**Reading text**

## begin

Posts Tagged ‘culture’

One of the reasons I love being in Krakow is because of the ethnicities you meet. Don’t get me wrong, Poland is about a 97% all Polish people. But Krakow is one of the tourist capitals of… Poland? Europe? Let’s say about 90% of people you meet in the Stare Miasto (Old Town) are foreigners, tourists, travelers, etcetera. It’s great.

I come from a country known for its multiculturalism, and that’s true. Canada is incredibly diverse; so diverse, it lacks its own “Canadian” traditions, culture, songs—things that most other countries have. When I’m in Canada, I see a range of racial ethnicities: dark, black, brown, pale, white ~ Russian, East-Indian, Native, Chinese, Filipino—on a daily basis. But a lot of these people with this range of backgrounds have lost what traditions were upheld by their parents, grandparents, or great-grandparents. People say they’re, for example, Irish. Or Dutch. Or Filipino[1]. But for the most part, that’s just telling people why they have pale skin, or freckles, or blond hair, or beautiful brown skin. (I’m not aiming to be stereotypical here.) For the most part, if there’s any tradition upheld, it’s a bit of the food. A few words of the language. Maybe your uncle knows a song. It’s great, being in Canada, and getting to see a racial mix upon faces but for me, what’s lacking, is the culture. A lot of it gets lost through the generations.
On the other hand, we’ve all met people who live in Canada and despite being a second or third generation away from the “homeland”, English may not be their first language, they know their dances, their songs, their holidays. (As always, I’m speaking from my own observations, nothing that is fact.) When we have community potlucks, they own the floor, they are proud of where they were born, or where grew up, or which nationality they were raised with. People like that do exist.

I saw a really cool post the other day, about what it means to be Canadian.

A Canadian can be English, or French, or Italian, Irish, German, Spanish, Polish,  Russian, or Greek. A Canadian can be Mexican, African, Indian, Chinese, Japanese, Korean, Australian, Iranian, Arabian, Pakistani or Afghan.  A Canadian may also be a Cree, Metis, Mohawk, Blackfoot, Sioux, or one of the many other tribes known as Native Canadians.

## end

**Data**
## begin

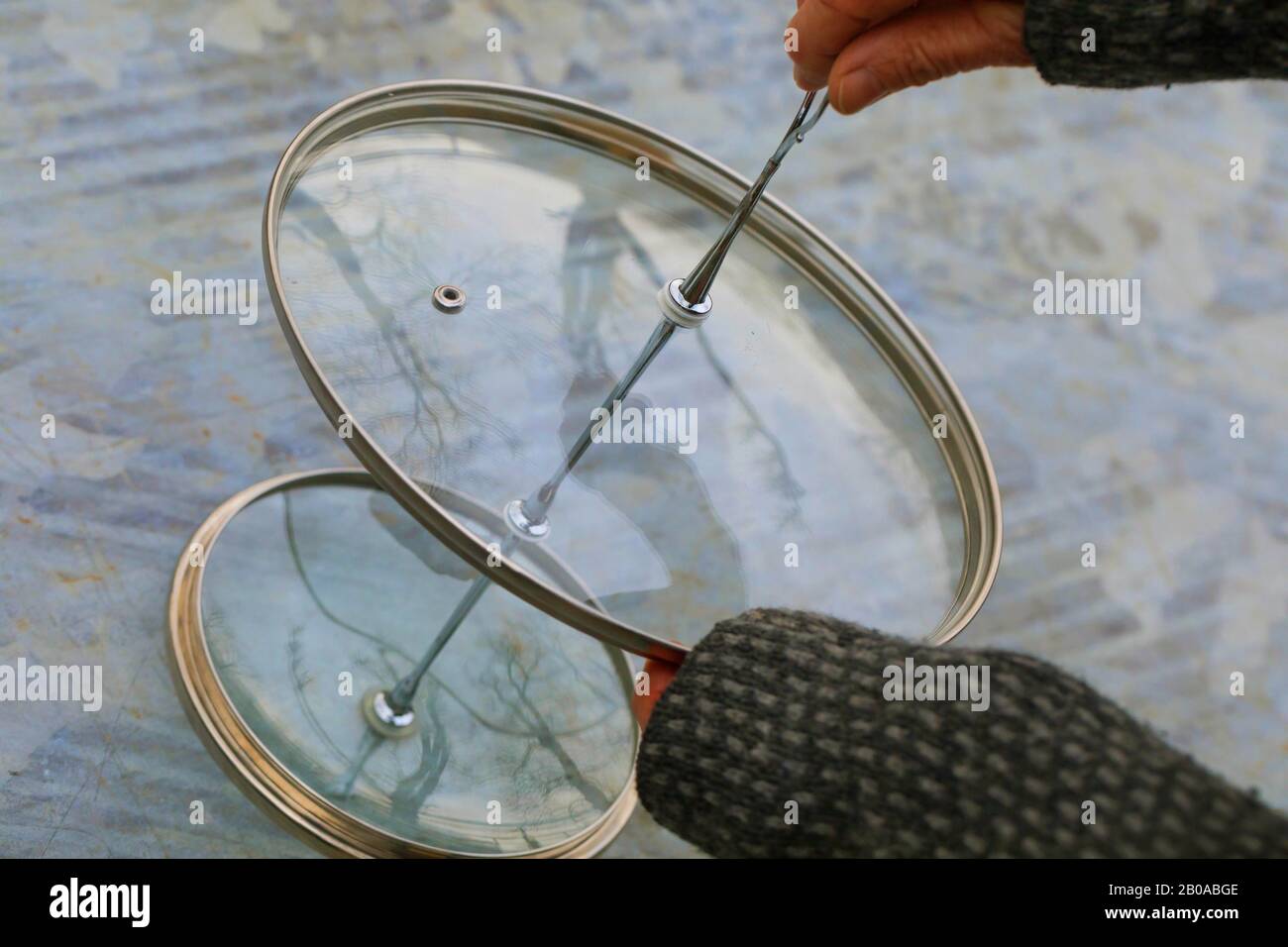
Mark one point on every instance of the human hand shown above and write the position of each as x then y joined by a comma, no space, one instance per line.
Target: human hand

## end

**Things to do**
A - Rewrite the paragraph of the blog post that begins "One of the reasons I love being in Krakow" more briefly, keeping its main facts.
B - Give the passage of the blog post starting at "I saw a really" and ending at "as Native Canadians." again, substituting "Ojibwe" for "Mohawk".
C - Answer these questions about the blog post:
(i) Roughly what share of Poland's population does the writer say is Polish?
(ii) When any tradition is upheld among Canadians of varied backgrounds, what does the writer say it mostly is?
(iii) At what events does the writer say people who keep their culture "own the floor"?
The lines are not needed for any of these tasks.

**Outputs by task**
A - The writer loves Krakow partly for the mix of ethnicities found there. Poland is about 97% Polish, but Krakow is a major tourist capital, and roughly 90% of the people met in the Stare Miasto (Old Town) are foreigners, tourists or travelers. The writer finds this great.

B -
I saw a really cool post the other day, about what it means to be Canadian.

A Canadian can be English, or French, or Italian, Irish, German, Spanish, Polish,  Russian, or Greek. A Canadian can be Mexican, African, Indian, Chinese, Japanese, Korean, Australian, Iranian, Arabian, Pakistani or Afghan.  A Canadian may also be a Cree, Metis, Ojibwe, Blackfoot, Sioux, or one of the many other tribes known as Native Canadians.

C -
(i) About 97%.
(ii) A bit of the food.
(iii) At community potlucks.